> [COMPITO 1]
Duplica dal brano sulla libertà e la responsabilità il tratto che va da "Quanto avvenuto fa" fino a "vittime di femminicidio.".
> [COMPITO 2]
Rispondi a queste domande sul brano sulla libertà e la responsabilità.
(a) Come vengono definiti i linguaggi dei gruppi di maranza?
(b) A chi spetta la prima responsabilità educativa?
(c) Quale aggettivo viene aggiunto all'elenco delle evidenze che oggi mancano?
> [COMPITO 3]
Riprendi il brano sulla libertà e la responsabilità e proseguilo dopo l'ultima frase riportata.

> [BRANO DA LEGGERE]
Perché deve essere stato anche uno choc personale prendere coscienza di non avere messo in preventivo le conseguenze di una scelta gravissima.
Questo vuol dire la parola libertà come responsabilità: rispondere dei propri comportamenti. Non fare quello che si vuole.
Quanto avvenuto fa il paio, mutatis mutandis, ad altri gravi episodi che sono successi negli ultimi tempi. Penso qui ai cosiddetti gruppi di maranza, cioè a quei giovani che, da soli o in gruppo, assumono atteggiamenti fortemente irrispettosi, smargiassi, violenti, con linguaggi volgari.
Questa sua lettera ci dice che solo a cose fatte, cioè in un secondo momento, ha capito che era cosa che non doveva fare. Che aveva dunque superato il limite del rispetto e della dignità delle persone. In questo caso vittime di femminicidio.
Perché solo dopo?
Perché oggi mancano alcune evidenze etiche, valoriali, psicologiche, conoscitive. Mi verrebbe da aggiungere: spirituali. Perché le persone non sono solo figlie dei bisogni e dei desideri. Non siamo solo proiezione del mito della auto-realizzazione egocentrica.
Ci ripetiamo spesso a scuola che è il villaggio che educa. Ma la prima responsabilità è delle famiglie, in simbiosi col contesto sociale. La scuola cioè non può sostituirsi o sovrapporsi alle famiglie.
A scuola ci chiediamo spesso in che mondo, quello interiore anzitutto, vivono i nostri bambini e ragazzi. In quali universi paralleli. E si tenta di aprire continui canali di dialogo.
E ci chiediamo quanto li conosciamo. Quanto parliamo realmente con loro, li ascoltiamo, dialoghiamo in modo aperto.

(Voci di dati)
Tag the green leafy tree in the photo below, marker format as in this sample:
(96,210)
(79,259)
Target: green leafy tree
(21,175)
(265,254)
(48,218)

> [RISPOSTA 1]
Quanto avvenuto fa il paio, mutatis mutandis, ad altri gravi episodi che sono successi negli ultimi tempi. Penso qui ai cosiddetti gruppi di maranza, cioè a quei giovani che, da soli o in gruppo, assumono atteggiamenti fortemente irrispettosi, smargiassi, violenti, con linguaggi volgari.
Questa sua lettera ci dice che solo a cose fatte, cioè in un secondo momento, ha capito che era cosa che non doveva fare. Che aveva dunque superato il limite del rispetto e della dignità delle persone. In questo caso vittime di femminicidio.

> [RISPOSTA 2]
(a) Volgari.
(b) Alle famiglie, in simbiosi col contesto sociale.
(c) Spirituali.

> [RISPOSTA 3]
Perché, per esperienza, posso dire che questo chiedono i nostri adolescenti: di essere ascoltati, di trovare riconoscimento, autorevolezza, quale parola saggia.
Nel recente passato valeva il principio di autorità in casa, a scuola, nei diversi contesti. Si viveva in un universo sociale di certezze, o presunte tali.
Oggi non più. Conta di più l’autorevolezza.
E quando si dice autorevolezza in causa sono gli adulti significativi. Non gli eterni adolescenti che vivono in balia solo dei propri desideri egocentrici.
Le difficoltà delle famiglie le conosciamo, ma non dobbiamo generalizzare. Come non dobbiamo generalizzare sui giovani d’oggi.
La scuola oggi cerca di fare la sua parte. Ma tutto non può. Tratta ad esempio tanti temi culturali, assieme alle diverse proposte educative di contorno, per cercare di accompagnare la crescita dei ragazzi e dei giovani, per dare loro una mano educativamente, ma non sempre riesce ad incidere realmente. Se non trova supporti nelle famiglie e nei vari contesti sociali.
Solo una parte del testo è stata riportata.